**Testo da leggere:**
┌──

3. Con il terzo motivo, sono ascritti alla decisione impugnata violazione e falsa applicazione dell’art. 2110 c. c., dell’art 116 c.p.c. ed omesso esame di un fatto decisivo controverso: omessa pronuncia sull’assenza di nesso causale tra mansioni assegnate al V. e superamento del comporto, nonché tra evento infortunistico del 25 febbraio 2005 e superamento del comporto, assumendosi il suddetto vizio per avere escluso il CTU che le mansioni assegnate al ricorrente, per quanto non confacenti al suo stato di salute, abbiano concorso in alcun modo all’aggravamento dello stesso. A fronte di un’inequivocabile ed evidente conclusione della c.t.u. nel senso dell’esclusione di nesso causale anche tra mansioni svolte ed evoluzione naturale della patologia determinante il superamento del comporto, la Corte di appello avrebbe tratto conclusioni opposte, non considerando che il V. aveva imputato tutte le assenze successive al 25 febbraio all’infortunio asseritamente subito e non, invece, all’assegnazione a mansioni non consone al suo stato di salute.
4. In subordine, nel quarto motivo, ci si duole della violazione e falsa applicazione degli artt. 1218, 2043 e 2236 c.c. e dell’omesso esame di un fatto decisivo e controverso, per avere la Corte di appello escluso la responsabilità del medico competente. Si insiste, per l’ipotesi di rigetto dei primi tre motivi, per la cassazione della sentenza nella parte in cui non ha ritenuto ed accertato la responsabilità del medico competente, dott. Q., ed il correlativo obbligo di tenere la società manlevata ed indenne da tutti i danni cagionati, non solo dei danni non patrimoniali, in tal senso essendo stata formulata la domanda.
5. Il primo motivo è inammissibile, posto che, ai fini dell’esame della denunziata extrapetizione, la società ricorrente avrebbe avuto l’onere di riportare gli esatti termini del ricorso introduttivo, con precisa trascrizione delle conclusioni ivi rassegnate, al fine di consentire a questa Corte di verificare l’evidenziato scostamento rispetto al thema decidendum delineatosi in rapporto ai fatti ed alle ragioni dedotti nell’atto introduttivo del giudizio di primo grado.

└──

**Consegna:** Come si legge il testo da "4. In subordine, nel" a "formulata la domanda." se sostituisci "medico competente" con "medico aziendale"? Le voci provengono da una fonte diversa dal testo.

**Dati forniti:**

┌──

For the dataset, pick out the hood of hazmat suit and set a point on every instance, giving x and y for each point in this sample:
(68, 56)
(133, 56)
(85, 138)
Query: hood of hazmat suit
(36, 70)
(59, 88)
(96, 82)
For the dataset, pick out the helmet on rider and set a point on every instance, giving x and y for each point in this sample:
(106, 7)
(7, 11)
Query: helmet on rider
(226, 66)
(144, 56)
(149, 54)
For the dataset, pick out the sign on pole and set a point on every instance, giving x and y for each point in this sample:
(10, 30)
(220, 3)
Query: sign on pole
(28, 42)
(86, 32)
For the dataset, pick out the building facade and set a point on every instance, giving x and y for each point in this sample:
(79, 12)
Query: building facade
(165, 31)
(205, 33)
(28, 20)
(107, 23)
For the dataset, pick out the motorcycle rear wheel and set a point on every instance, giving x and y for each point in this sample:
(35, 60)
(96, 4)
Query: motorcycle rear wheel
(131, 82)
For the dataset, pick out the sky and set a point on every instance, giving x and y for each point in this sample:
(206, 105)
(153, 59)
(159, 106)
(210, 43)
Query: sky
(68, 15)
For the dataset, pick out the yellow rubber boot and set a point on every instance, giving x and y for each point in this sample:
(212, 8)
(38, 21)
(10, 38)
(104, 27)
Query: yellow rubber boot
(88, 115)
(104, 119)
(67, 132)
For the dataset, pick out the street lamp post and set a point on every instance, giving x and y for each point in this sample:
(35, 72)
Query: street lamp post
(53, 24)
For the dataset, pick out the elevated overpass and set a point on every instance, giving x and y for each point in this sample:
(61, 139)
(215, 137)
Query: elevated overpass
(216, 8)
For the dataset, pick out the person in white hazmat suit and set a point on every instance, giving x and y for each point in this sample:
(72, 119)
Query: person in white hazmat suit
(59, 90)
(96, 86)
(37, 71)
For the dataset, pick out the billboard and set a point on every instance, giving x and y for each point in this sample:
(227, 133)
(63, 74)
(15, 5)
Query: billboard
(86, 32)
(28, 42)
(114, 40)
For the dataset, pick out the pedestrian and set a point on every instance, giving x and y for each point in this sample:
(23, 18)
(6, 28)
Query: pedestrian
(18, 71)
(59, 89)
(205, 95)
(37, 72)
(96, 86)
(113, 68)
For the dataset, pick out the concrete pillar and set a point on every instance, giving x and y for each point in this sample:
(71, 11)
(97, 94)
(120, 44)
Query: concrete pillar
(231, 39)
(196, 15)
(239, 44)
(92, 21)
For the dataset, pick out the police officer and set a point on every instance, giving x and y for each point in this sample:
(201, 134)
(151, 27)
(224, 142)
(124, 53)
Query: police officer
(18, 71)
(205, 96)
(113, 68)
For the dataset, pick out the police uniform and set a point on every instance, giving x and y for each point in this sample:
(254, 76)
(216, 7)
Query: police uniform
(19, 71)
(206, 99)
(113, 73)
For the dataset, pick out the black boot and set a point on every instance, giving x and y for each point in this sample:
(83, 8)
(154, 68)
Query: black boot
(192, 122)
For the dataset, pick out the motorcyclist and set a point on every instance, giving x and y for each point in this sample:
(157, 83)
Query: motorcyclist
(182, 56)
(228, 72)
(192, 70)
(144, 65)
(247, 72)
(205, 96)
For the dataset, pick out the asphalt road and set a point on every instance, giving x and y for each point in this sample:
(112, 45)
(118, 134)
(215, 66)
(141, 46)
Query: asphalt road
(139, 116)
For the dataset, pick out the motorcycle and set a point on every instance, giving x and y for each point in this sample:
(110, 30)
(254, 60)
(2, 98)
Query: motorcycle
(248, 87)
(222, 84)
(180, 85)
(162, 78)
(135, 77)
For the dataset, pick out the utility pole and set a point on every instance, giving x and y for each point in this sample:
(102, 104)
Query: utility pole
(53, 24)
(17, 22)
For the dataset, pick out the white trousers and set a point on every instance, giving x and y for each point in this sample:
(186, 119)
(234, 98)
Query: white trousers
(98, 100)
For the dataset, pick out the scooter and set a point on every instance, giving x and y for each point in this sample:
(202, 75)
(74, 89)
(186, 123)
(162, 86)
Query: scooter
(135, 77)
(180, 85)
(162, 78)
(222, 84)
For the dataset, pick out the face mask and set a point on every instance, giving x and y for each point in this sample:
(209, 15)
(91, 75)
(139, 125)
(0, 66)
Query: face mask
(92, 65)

└──

**Spazio risposta:**
4. In subordine, nel quarto motivo, ci si duole della violazione e falsa applicazione degli artt. 1218, 2043 e 2236 c.c. e dell’omesso esame di un fatto decisivo e controverso, per avere la Corte di appello escluso la responsabilità del medico aziendale. Si insiste, per l’ipotesi di rigetto dei primi tre motivi, per la cassazione della sentenza nella parte in cui non ha ritenuto ed accertato la responsabilità del medico aziendale, dott. Q., ed il correlativo obbligo di tenere la società manlevata ed indenne da tutti i danni cagionati, non solo dei danni non patrimoniali, in tal senso essendo stata formulata la domanda.